Object point labels
......

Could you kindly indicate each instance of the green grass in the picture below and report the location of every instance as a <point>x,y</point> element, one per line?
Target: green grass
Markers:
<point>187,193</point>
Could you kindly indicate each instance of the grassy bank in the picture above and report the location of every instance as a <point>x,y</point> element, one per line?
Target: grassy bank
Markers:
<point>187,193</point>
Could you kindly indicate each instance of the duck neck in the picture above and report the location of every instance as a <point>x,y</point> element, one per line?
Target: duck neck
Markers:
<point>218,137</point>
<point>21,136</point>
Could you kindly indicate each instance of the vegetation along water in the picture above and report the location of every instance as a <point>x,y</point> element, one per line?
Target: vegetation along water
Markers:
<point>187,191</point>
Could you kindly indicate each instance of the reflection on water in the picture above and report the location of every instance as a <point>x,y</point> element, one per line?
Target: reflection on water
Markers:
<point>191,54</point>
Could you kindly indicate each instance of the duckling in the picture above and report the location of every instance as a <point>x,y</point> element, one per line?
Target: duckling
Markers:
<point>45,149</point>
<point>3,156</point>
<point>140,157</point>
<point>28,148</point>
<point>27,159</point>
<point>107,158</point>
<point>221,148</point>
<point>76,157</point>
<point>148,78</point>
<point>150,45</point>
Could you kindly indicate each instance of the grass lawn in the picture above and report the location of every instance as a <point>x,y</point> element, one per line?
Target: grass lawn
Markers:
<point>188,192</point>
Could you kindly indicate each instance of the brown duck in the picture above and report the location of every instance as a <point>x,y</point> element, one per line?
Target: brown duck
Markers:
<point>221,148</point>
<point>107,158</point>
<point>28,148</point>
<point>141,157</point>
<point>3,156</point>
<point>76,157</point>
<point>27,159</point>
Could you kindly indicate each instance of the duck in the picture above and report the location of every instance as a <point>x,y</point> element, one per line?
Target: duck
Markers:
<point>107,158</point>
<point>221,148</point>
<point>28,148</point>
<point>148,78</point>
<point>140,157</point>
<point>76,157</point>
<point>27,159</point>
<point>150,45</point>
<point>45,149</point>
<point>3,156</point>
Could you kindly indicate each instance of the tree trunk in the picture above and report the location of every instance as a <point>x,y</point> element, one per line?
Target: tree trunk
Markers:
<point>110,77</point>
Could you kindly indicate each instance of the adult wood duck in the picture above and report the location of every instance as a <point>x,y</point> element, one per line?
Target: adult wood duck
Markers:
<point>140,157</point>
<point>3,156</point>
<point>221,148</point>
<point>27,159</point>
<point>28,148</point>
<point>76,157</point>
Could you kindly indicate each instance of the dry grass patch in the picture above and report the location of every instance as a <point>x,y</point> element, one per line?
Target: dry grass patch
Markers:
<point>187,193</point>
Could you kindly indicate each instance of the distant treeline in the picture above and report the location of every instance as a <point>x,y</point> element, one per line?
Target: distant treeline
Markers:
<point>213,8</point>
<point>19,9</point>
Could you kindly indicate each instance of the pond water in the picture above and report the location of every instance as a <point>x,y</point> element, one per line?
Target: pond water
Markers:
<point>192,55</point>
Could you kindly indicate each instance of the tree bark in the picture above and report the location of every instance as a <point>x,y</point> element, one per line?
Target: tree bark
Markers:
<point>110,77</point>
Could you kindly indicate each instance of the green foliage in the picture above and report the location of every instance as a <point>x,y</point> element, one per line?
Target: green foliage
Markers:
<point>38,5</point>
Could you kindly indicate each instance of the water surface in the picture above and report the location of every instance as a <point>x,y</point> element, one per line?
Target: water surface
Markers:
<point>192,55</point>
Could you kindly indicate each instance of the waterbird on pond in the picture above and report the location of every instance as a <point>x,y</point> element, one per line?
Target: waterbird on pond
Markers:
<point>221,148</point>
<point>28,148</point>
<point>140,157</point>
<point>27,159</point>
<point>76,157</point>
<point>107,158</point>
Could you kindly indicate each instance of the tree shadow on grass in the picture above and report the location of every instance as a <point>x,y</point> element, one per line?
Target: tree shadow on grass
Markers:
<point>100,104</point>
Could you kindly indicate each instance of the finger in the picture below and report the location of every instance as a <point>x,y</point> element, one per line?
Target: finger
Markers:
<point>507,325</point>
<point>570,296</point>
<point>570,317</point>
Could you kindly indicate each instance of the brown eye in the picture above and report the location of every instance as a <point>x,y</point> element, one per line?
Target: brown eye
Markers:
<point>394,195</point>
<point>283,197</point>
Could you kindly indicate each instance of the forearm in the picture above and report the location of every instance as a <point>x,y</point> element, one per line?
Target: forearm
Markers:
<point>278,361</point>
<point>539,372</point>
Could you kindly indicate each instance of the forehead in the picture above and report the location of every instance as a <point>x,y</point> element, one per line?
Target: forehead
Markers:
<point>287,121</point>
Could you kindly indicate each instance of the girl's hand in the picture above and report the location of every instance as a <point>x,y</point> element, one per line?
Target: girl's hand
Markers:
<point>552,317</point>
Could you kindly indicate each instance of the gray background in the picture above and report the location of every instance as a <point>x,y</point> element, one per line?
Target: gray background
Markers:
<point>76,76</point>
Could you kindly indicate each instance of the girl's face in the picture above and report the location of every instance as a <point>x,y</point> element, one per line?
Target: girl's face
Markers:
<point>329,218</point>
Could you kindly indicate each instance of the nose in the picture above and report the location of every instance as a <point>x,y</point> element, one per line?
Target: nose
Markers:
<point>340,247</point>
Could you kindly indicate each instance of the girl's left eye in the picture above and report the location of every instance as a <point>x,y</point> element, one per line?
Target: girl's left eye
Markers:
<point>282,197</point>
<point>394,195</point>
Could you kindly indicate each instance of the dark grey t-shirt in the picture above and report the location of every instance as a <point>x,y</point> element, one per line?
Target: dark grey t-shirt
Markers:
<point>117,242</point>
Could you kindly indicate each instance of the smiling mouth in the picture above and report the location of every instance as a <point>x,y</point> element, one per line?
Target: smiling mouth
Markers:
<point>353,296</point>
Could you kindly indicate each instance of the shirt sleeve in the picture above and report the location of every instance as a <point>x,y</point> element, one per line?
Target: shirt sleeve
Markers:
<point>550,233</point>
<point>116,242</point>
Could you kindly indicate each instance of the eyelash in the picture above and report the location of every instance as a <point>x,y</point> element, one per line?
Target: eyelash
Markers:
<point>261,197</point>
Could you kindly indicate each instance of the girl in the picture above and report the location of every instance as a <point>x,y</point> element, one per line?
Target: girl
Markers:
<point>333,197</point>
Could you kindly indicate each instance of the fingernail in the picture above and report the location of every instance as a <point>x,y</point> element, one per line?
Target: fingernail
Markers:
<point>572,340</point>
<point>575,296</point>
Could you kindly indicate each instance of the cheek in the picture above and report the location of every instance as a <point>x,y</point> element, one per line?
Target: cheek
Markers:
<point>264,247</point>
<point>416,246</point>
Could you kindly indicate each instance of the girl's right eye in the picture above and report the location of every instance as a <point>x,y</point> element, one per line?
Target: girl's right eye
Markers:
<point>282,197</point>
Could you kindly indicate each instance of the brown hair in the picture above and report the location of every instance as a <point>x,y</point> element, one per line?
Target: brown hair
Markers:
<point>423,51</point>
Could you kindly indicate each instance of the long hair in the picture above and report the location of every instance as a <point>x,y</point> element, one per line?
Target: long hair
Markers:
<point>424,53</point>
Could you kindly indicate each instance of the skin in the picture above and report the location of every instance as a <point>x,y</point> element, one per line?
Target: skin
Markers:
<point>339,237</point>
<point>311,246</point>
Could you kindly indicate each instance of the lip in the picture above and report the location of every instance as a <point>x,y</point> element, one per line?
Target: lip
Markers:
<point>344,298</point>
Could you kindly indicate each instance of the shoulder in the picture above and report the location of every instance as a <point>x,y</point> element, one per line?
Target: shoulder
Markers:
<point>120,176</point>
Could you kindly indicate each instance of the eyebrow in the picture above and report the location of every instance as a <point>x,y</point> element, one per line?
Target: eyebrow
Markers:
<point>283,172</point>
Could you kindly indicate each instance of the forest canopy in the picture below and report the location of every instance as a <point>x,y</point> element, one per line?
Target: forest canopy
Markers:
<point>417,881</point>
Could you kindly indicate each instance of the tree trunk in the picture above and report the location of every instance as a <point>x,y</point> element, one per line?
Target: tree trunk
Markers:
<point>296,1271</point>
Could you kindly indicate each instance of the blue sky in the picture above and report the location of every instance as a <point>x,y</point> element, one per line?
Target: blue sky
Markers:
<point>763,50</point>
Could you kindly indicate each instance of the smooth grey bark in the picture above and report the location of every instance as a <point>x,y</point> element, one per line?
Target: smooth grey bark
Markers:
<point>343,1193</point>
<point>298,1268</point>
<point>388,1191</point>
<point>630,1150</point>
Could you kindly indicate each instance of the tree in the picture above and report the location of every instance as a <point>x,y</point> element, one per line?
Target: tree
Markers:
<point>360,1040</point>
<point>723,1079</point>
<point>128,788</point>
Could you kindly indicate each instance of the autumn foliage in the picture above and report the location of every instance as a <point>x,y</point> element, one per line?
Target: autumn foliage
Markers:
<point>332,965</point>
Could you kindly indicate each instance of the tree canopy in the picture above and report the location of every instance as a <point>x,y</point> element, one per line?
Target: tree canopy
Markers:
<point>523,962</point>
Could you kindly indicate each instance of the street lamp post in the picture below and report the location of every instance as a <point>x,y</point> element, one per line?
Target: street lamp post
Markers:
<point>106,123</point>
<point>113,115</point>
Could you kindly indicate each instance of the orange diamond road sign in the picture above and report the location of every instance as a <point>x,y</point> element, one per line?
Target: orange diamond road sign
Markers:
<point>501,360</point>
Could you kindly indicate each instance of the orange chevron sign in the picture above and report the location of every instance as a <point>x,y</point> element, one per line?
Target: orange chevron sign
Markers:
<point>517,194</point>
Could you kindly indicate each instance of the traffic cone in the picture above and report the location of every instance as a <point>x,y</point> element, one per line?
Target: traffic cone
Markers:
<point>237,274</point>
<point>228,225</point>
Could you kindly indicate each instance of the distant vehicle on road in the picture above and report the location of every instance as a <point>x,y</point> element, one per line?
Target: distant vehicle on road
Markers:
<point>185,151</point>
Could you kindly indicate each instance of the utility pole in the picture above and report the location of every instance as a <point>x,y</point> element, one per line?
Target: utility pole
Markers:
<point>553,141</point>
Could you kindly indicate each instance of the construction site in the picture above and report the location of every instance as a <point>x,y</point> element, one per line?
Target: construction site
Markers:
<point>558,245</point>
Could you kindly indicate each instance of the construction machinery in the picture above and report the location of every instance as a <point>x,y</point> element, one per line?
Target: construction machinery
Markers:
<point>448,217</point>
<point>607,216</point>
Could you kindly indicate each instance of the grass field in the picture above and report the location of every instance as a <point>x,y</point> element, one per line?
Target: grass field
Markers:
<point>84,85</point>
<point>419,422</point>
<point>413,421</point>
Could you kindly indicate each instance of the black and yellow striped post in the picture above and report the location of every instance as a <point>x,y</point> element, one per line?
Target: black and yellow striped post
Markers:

......

Rewrite the items from the very beginning through the line that contains "<point>191,54</point>", swapping "Markers" for "Points" everywhere and leaving everything else unchanged.

* The completed task
Could you kindly indicate each instance of the green grass in the picture below and report the location of every instance as a <point>x,y</point> element, one per line?
Target: green grass
Points:
<point>187,193</point>
Could you kindly indicate each instance of the grassy bank in the picture above and report the location of every instance as a <point>x,y</point> element, one per line?
Target: grassy bank
Points:
<point>187,193</point>
Could you kindly indicate each instance of the duck neck in the picture above and report the location of every instance as a <point>x,y</point> element, one per line?
Target: duck neck
Points:
<point>218,137</point>
<point>21,136</point>
Could you kindly indicate each instance of the vegetation along water in the picture above and report the location of every instance as a <point>x,y</point> element, one per line?
Target: vegetation along water
Points:
<point>187,191</point>
Could you kindly indicate each instance of the reflection on water in the picture above and report the location of every instance as a <point>x,y</point> element, one per line?
Target: reflection on water
Points:
<point>191,54</point>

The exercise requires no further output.